[START OF INPUT]

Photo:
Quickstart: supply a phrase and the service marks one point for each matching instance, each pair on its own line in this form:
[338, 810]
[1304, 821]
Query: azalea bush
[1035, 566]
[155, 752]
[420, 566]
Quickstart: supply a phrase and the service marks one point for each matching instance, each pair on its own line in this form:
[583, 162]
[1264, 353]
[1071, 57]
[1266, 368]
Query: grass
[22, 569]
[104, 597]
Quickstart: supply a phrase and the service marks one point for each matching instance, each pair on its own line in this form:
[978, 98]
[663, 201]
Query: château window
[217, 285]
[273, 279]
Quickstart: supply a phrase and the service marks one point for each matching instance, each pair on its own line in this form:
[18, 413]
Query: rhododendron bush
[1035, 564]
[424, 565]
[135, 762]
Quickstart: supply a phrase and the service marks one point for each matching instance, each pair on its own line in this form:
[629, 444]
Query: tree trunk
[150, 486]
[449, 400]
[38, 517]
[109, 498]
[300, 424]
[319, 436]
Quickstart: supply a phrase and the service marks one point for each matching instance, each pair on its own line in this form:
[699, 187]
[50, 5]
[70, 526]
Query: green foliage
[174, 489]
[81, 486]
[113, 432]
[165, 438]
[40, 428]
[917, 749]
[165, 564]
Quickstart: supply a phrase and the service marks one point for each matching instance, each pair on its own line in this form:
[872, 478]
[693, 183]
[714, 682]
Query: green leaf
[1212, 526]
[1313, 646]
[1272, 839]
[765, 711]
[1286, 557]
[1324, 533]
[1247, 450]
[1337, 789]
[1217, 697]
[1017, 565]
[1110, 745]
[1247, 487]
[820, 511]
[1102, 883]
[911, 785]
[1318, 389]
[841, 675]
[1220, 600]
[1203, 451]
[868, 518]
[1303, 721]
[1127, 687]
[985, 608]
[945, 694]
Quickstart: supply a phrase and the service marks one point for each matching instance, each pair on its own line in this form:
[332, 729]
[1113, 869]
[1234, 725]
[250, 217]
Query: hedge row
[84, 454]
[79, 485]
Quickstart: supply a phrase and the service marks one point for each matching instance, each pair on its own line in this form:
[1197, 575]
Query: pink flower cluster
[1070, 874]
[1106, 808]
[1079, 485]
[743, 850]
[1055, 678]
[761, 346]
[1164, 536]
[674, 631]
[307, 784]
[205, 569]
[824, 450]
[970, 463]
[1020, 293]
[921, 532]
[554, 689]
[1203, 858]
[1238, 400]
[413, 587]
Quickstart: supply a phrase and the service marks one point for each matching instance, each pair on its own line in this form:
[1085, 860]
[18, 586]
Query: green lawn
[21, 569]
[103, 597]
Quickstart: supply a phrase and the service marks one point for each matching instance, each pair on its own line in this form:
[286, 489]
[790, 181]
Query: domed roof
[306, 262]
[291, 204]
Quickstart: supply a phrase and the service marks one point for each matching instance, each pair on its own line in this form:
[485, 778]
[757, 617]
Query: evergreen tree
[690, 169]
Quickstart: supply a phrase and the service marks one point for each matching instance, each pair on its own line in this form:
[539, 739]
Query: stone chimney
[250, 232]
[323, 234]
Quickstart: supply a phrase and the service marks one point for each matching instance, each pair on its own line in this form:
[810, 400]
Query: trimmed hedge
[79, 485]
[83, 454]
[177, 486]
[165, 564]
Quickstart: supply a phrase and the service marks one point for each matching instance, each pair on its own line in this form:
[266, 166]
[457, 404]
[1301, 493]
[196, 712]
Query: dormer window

[END OF INPUT]

OBJECTIVE: Write the data from above out again, exactly.

COMPLETE RESPONSE:
Photo:
Quickstart: supply a phrase and the service marks one point for each matching instance, each pair on its own line in this form:
[338, 810]
[1304, 821]
Query: azalea bush
[1035, 566]
[155, 752]
[420, 566]
Quickstart: supply a phrase and the service marks one point for each matching instance, each pair on its own line in this form:
[583, 162]
[1264, 353]
[1071, 57]
[1266, 368]
Query: grass
[22, 569]
[104, 597]
Quickstart: supply a phrase and the service marks one point for each matching instance, each pair on its own line in this form:
[978, 98]
[663, 201]
Query: château window
[217, 285]
[273, 279]
Quickstart: supply a phrase and the service marks one point for each matching instance, each pair on its own line in this form:
[18, 413]
Query: rhododendron bush
[1035, 564]
[424, 565]
[135, 762]
Quickstart: supply a phrase and the service marks one point for each matching instance, each pair on its own line in this form:
[629, 444]
Query: tree trunk
[150, 486]
[449, 400]
[38, 517]
[109, 498]
[300, 424]
[319, 436]
Quickstart: supply a phrase and the service marks one point for each matching instance, each pair on its own line in this form:
[699, 187]
[50, 5]
[70, 526]
Query: green foliage
[174, 489]
[81, 486]
[113, 432]
[165, 438]
[40, 428]
[917, 749]
[165, 564]
Quickstart: supply a phrase and the service marks one point for each matching instance, each pair on its own line in this form:
[872, 478]
[693, 183]
[714, 682]
Query: green leaf
[1212, 526]
[1313, 646]
[1272, 839]
[765, 711]
[1286, 557]
[1324, 533]
[1247, 450]
[1337, 789]
[1217, 697]
[1017, 565]
[1110, 745]
[1247, 487]
[820, 511]
[1102, 883]
[911, 785]
[1318, 389]
[841, 675]
[1220, 600]
[1203, 451]
[868, 518]
[1303, 721]
[1127, 687]
[985, 608]
[945, 694]
Quickstart: supply a phrase and the service marks one point for each matching instance, each pair on its own line in this form:
[332, 729]
[1113, 869]
[1234, 725]
[250, 217]
Query: hedge row
[84, 454]
[79, 485]
Quickstart: supply a phrase and the service marks one point for each matching instance, each pair on its own line in this form:
[1197, 575]
Query: pink flower cluster
[1070, 874]
[1106, 808]
[1079, 485]
[743, 850]
[1055, 678]
[761, 346]
[1164, 536]
[674, 631]
[307, 784]
[205, 569]
[824, 450]
[970, 463]
[1020, 293]
[921, 532]
[554, 689]
[1203, 858]
[1238, 400]
[413, 587]
Quickstart: supply a phrase and the service marks one point for each matching instance, each pair on its own line in this form:
[1085, 860]
[18, 586]
Query: green lawn
[21, 569]
[103, 597]
Quickstart: supply a phrase and the service marks one point for each matching instance, each pair on its own line in this form:
[286, 489]
[790, 181]
Query: domed roof
[306, 262]
[291, 204]
Quickstart: supply a phrase and the service marks one point for each matching instance, each pair on its own line in this form:
[485, 778]
[757, 617]
Query: evergreen tree
[690, 169]
Quickstart: supply a phrase and the service marks one point for each matching instance, each pair on its own line in this form:
[539, 739]
Query: stone chimney
[250, 232]
[323, 234]
Quickstart: supply a phrase and the service marks one point for each matching instance, each pair on its own line in this form:
[810, 400]
Query: trimmed hedge
[79, 485]
[83, 454]
[177, 486]
[165, 564]
Quickstart: supply a phrase and the service marks one point for each matching instance, each pair on its own line in this form:
[266, 166]
[457, 404]
[1301, 493]
[196, 712]
Query: dormer window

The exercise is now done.